- [Tarea asignada]:
Contesta estas preguntas con lo que dice el fragmento:
1. ¿Cuántas de las personas que tratan de trabajar en Canarias están en paro?
2. ¿Quién le preguntó al alto cargo autonómico por el récord de visitantes?
3. ¿Qué escritor se cita al final y de qué país es?

***** Fragmento facilitado *****

Otras veces la buena fe no existe, y lo que nos cuentan es el disfraz de otros intereses que nunca confesarán. Por ejemplo, ahora mismo una de cada cinco personas que tratan de trabajar en Canarias se encuentra en paro, aparte de que quienes trabajan lo hacen en un alto porcentaje a cambio de los salarios que están entre los más bajos de la UE, y eso que no figuran los que no están apuntados, por aburrimiento, porque son autónomos en la ruina (emprendedores se dice ahora), o emigrados forzosos en muchos de los cuales nos hemos gastado una fortuna para formarlos y que ahora aportan en otros lugares sin repercusión en nuestra economía. Se celebran magníficos eventos y se acude a grandiosas ferias de turismo que pagamos todos porque dicen que hay que hacer publicidad de Canarias; luego facturarán los de siempre. Así viene sucediendo en las últimas décadas, pero el paisaje social no varía, salvo en el volumen de algunas cuentas corrientes.

Hace ya varios años, un periodista radiofónico le preguntó a un alto cargo autonómico por qué en un año con récord de visitantes y aumento, además, del gasto por turista, no se reflejaba esta gran noticia económica en la rebaja del desempleo y la subida de los salarios, al menos en el sector. Daba vergüenza ajena escuchar las palabras del político, que no eran una respuesta, sino una laberinto vocal ininteligible que Groucho Marx y Cantinflas confabulados no habrían superado, aunque sí era muy evidente el cuidado que ponía para no decir algo que pudiera incomodar no sé a quienes aunque lo supongo. O no comprendía el problema, con lo cual es un inepto, o sí lo entendía y por lo tanto están claros juicio y sentencia.

En otro aspecto (que al final es el mismo) sigue, ahora recrudecido, el conflicto sobre Cataluña, que no es catalán porque son muchos los que han metido la pata para que se llegue a la delirante situación actual.  Hay teóricos para todos los gustos, que si estado federal, que si aquí no se mueve nada, que si eso una tarde de estas hago lo que se me pone en las gónadas. Y entre tanto ruido plebiscitario de conveniencia y tanta algarabía escandalizada de salón, alguien debe estar beneficiándose, pero nadie se pregunta qué van a comer, cómo se van a calentar en invierno o dónde van a dormir las personas a las que hace ya mucho tiempo les han hecho cruzar a patadas el umbral de la pobreza más dickensiana. Ahora hay nuevo gobierno, que en teoría es amplio para poder ocuparse de todos esos asuntos. Deseo por el bien colectivo que se esté actuando de buena fe y, lo más importante, que se haya comprendido cada uno de los desafíos a los que se enfrenta. Y vuelvo a Ortega porque comprenderlo es el principio de la solución de cualquier problema.

Por lo demás, me encuentro tan desarmado como decía estarlo el gran escritor mexicano Carlos Monsiváis, autor de una frase que él aplicaba a México, pero que ahora cuadra perfectamente con lo que está ocurriendo en el patio de nuestra casa; dijo Monsiváis: “o ya no entiendo lo que está pasando, o ya no pasa lo que estaba entendiendo”.

***** Extracto de datos *****

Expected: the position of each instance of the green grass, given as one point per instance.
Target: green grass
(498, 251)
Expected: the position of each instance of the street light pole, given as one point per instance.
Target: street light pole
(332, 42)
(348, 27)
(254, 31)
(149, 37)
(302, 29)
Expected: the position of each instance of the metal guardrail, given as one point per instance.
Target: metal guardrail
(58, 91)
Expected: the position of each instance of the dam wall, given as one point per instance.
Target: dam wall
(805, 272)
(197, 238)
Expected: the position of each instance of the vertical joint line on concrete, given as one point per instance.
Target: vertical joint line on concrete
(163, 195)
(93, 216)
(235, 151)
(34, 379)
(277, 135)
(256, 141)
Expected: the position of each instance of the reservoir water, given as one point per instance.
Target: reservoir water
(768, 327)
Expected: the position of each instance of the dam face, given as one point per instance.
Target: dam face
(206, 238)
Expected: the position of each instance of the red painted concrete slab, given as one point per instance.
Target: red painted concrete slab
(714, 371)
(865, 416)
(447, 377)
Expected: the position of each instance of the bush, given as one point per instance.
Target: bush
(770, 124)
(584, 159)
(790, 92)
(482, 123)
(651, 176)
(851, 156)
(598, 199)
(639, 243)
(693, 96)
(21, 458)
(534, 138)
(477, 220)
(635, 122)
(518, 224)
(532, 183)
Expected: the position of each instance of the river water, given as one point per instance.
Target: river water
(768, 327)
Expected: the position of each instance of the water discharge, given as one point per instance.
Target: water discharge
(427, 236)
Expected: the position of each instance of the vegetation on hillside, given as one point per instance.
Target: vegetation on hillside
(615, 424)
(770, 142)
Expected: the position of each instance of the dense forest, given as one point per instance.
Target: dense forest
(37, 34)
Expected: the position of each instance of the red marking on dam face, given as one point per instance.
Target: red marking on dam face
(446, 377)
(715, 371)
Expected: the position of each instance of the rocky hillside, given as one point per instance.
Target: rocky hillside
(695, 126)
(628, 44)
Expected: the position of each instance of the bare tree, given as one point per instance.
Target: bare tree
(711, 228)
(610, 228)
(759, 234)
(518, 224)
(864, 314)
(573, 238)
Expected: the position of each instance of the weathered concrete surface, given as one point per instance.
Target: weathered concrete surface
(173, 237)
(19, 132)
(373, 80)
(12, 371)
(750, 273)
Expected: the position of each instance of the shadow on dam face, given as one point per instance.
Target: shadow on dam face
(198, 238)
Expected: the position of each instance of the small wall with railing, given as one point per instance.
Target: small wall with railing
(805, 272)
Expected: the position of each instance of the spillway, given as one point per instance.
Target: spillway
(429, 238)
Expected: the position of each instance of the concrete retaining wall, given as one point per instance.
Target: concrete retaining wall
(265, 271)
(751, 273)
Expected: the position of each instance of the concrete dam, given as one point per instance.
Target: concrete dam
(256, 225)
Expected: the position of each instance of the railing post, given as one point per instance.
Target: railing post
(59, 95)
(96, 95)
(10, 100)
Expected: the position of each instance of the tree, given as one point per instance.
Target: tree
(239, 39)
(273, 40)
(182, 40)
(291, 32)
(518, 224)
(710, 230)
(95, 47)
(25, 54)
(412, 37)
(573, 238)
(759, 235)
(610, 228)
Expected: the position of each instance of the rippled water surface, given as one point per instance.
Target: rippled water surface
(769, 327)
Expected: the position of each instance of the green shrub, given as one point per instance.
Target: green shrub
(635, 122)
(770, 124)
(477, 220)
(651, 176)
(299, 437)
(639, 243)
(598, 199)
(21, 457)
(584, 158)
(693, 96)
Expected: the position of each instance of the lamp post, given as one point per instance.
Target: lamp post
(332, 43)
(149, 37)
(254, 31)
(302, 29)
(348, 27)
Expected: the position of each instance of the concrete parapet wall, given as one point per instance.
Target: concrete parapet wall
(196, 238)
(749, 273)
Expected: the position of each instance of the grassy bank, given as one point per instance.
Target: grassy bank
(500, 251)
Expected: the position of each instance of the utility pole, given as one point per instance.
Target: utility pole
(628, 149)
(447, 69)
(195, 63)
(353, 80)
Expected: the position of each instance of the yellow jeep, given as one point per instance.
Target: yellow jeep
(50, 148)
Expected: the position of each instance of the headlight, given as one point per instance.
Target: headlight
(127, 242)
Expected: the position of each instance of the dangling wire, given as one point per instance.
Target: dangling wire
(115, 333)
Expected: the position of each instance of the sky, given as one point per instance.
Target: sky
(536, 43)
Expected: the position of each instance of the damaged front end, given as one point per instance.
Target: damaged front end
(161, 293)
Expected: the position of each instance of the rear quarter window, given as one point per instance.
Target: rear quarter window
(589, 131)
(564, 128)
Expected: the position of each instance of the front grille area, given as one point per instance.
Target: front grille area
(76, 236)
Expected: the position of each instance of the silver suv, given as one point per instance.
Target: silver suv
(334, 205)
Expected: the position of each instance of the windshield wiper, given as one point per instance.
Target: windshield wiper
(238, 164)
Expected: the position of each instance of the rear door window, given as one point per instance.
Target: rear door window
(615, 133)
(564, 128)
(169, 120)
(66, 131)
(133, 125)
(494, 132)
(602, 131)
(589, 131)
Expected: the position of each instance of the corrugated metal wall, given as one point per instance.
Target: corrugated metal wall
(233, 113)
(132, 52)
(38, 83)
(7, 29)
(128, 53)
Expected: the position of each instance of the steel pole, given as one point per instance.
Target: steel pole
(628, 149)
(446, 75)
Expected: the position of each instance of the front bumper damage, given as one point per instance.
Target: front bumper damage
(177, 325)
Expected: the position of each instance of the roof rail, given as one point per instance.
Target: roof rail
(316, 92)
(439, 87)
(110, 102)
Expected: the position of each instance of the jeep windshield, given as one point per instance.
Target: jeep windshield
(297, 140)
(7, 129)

*****

- [Respuesta]:
1. Una de cada cinco.
2. Un periodista radiofónico.
3. Carlos Monsiváis, escritor mexicano.